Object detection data

———

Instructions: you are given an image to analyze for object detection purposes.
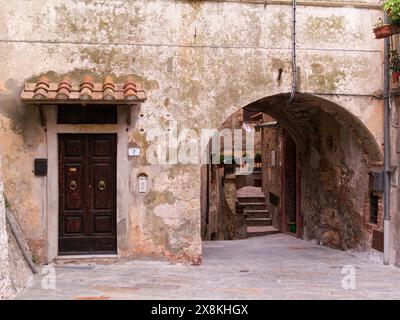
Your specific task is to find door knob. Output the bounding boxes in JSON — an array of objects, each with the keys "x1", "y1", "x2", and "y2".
[{"x1": 98, "y1": 180, "x2": 106, "y2": 191}]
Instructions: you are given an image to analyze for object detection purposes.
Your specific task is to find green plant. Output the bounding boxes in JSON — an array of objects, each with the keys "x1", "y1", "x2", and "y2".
[
  {"x1": 374, "y1": 18, "x2": 384, "y2": 28},
  {"x1": 219, "y1": 154, "x2": 233, "y2": 164},
  {"x1": 390, "y1": 50, "x2": 400, "y2": 73},
  {"x1": 383, "y1": 0, "x2": 400, "y2": 24}
]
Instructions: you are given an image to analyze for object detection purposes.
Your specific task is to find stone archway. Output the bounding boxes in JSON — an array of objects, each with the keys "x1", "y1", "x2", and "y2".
[{"x1": 203, "y1": 93, "x2": 383, "y2": 250}]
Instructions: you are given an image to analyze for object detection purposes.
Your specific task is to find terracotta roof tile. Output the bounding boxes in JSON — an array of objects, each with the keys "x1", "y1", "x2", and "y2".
[{"x1": 21, "y1": 76, "x2": 147, "y2": 104}]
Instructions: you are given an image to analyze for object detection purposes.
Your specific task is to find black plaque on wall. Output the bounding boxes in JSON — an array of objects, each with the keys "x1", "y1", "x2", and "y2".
[{"x1": 34, "y1": 159, "x2": 47, "y2": 177}]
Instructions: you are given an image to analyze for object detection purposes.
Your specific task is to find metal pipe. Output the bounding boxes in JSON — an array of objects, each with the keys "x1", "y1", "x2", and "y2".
[
  {"x1": 290, "y1": 0, "x2": 297, "y2": 102},
  {"x1": 383, "y1": 12, "x2": 390, "y2": 265},
  {"x1": 256, "y1": 121, "x2": 278, "y2": 128},
  {"x1": 6, "y1": 211, "x2": 38, "y2": 274}
]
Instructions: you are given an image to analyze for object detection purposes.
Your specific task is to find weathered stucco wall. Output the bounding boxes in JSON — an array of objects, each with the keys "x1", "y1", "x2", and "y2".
[
  {"x1": 261, "y1": 114, "x2": 282, "y2": 229},
  {"x1": 0, "y1": 0, "x2": 390, "y2": 261}
]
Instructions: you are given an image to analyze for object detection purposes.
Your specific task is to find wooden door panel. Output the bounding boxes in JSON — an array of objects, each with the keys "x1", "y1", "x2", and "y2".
[
  {"x1": 92, "y1": 163, "x2": 114, "y2": 210},
  {"x1": 64, "y1": 216, "x2": 84, "y2": 235},
  {"x1": 59, "y1": 134, "x2": 117, "y2": 254},
  {"x1": 64, "y1": 163, "x2": 84, "y2": 210}
]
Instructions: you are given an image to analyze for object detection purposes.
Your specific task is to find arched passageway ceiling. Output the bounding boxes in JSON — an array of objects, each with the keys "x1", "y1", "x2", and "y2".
[{"x1": 245, "y1": 93, "x2": 383, "y2": 161}]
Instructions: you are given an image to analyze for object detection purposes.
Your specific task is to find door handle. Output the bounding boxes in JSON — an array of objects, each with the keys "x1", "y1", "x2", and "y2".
[
  {"x1": 98, "y1": 180, "x2": 106, "y2": 191},
  {"x1": 69, "y1": 180, "x2": 78, "y2": 191}
]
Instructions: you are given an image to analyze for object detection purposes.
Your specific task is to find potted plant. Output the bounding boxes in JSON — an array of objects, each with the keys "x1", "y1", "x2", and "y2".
[
  {"x1": 254, "y1": 152, "x2": 262, "y2": 168},
  {"x1": 373, "y1": 0, "x2": 400, "y2": 39},
  {"x1": 373, "y1": 18, "x2": 392, "y2": 39},
  {"x1": 383, "y1": 0, "x2": 400, "y2": 25},
  {"x1": 390, "y1": 50, "x2": 400, "y2": 83}
]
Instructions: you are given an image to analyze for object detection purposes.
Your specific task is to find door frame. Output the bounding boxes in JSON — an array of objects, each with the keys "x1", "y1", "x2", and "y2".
[
  {"x1": 57, "y1": 133, "x2": 118, "y2": 256},
  {"x1": 279, "y1": 129, "x2": 303, "y2": 239},
  {"x1": 43, "y1": 105, "x2": 130, "y2": 262}
]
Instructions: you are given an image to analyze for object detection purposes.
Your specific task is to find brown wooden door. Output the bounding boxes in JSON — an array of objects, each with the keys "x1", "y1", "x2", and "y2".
[{"x1": 58, "y1": 134, "x2": 117, "y2": 255}]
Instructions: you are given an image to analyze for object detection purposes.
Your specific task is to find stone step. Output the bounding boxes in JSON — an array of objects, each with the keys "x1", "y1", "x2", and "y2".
[
  {"x1": 243, "y1": 210, "x2": 270, "y2": 219},
  {"x1": 237, "y1": 196, "x2": 265, "y2": 203},
  {"x1": 247, "y1": 226, "x2": 280, "y2": 237},
  {"x1": 239, "y1": 202, "x2": 267, "y2": 211},
  {"x1": 246, "y1": 218, "x2": 272, "y2": 227}
]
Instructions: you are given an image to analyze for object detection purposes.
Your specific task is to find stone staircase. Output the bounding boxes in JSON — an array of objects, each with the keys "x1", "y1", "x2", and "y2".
[{"x1": 236, "y1": 187, "x2": 280, "y2": 237}]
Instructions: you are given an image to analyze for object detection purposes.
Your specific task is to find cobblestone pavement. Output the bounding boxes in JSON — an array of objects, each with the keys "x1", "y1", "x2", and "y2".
[{"x1": 17, "y1": 234, "x2": 400, "y2": 299}]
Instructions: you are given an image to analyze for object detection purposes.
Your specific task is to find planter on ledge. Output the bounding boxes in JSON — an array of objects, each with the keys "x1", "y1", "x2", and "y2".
[{"x1": 373, "y1": 24, "x2": 400, "y2": 39}]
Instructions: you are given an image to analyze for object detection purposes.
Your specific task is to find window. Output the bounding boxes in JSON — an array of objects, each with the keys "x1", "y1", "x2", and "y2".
[
  {"x1": 57, "y1": 105, "x2": 117, "y2": 124},
  {"x1": 369, "y1": 194, "x2": 379, "y2": 224}
]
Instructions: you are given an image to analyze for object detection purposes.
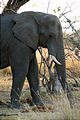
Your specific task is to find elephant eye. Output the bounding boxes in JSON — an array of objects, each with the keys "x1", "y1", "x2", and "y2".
[{"x1": 49, "y1": 35, "x2": 53, "y2": 38}]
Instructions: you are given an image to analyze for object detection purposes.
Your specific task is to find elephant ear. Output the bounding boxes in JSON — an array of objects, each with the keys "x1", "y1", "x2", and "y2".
[{"x1": 12, "y1": 13, "x2": 39, "y2": 50}]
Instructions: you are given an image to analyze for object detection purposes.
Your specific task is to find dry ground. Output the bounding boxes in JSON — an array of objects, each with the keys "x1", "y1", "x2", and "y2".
[
  {"x1": 0, "y1": 51, "x2": 80, "y2": 120},
  {"x1": 0, "y1": 73, "x2": 80, "y2": 120}
]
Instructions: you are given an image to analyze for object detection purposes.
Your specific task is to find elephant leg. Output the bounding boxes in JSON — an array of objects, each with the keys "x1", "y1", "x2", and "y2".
[
  {"x1": 27, "y1": 56, "x2": 43, "y2": 106},
  {"x1": 10, "y1": 42, "x2": 29, "y2": 108}
]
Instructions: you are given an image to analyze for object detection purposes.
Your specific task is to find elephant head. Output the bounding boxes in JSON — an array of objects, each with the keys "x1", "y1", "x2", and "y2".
[{"x1": 13, "y1": 12, "x2": 66, "y2": 89}]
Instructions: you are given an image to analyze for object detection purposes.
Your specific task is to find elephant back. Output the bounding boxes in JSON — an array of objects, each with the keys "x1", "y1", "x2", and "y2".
[{"x1": 12, "y1": 12, "x2": 39, "y2": 50}]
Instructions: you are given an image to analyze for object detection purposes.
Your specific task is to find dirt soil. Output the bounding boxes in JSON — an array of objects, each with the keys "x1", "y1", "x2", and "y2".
[{"x1": 0, "y1": 74, "x2": 80, "y2": 120}]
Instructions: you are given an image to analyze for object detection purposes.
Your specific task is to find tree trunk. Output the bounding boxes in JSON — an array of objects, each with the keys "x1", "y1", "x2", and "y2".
[{"x1": 2, "y1": 0, "x2": 29, "y2": 15}]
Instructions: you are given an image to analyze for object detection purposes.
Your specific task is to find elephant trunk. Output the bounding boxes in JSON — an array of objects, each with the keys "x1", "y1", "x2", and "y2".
[{"x1": 55, "y1": 46, "x2": 66, "y2": 90}]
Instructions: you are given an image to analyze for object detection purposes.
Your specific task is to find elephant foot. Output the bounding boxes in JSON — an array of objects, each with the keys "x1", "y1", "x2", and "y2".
[{"x1": 8, "y1": 100, "x2": 24, "y2": 109}]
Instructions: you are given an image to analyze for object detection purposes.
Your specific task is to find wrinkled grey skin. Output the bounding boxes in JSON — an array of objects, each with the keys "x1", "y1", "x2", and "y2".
[{"x1": 0, "y1": 12, "x2": 66, "y2": 108}]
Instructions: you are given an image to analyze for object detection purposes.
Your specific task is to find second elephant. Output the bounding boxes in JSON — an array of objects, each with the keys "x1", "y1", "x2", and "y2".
[{"x1": 0, "y1": 12, "x2": 66, "y2": 108}]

———

Task brief — Locate each line in the rows above that contains the word "wooden", and copy every one of those lines in full.

Answer in full —
Your specific task is to find wooden door panel. Output the bounding boxes in JSON — an array of objects, each with the keys "x1", "y1", "x2", and "y2".
Your specific task is to find brown wooden door. Output the bounding boxes in JSON — an array of objects, each with the keys "x1", "y1", "x2", and "y2".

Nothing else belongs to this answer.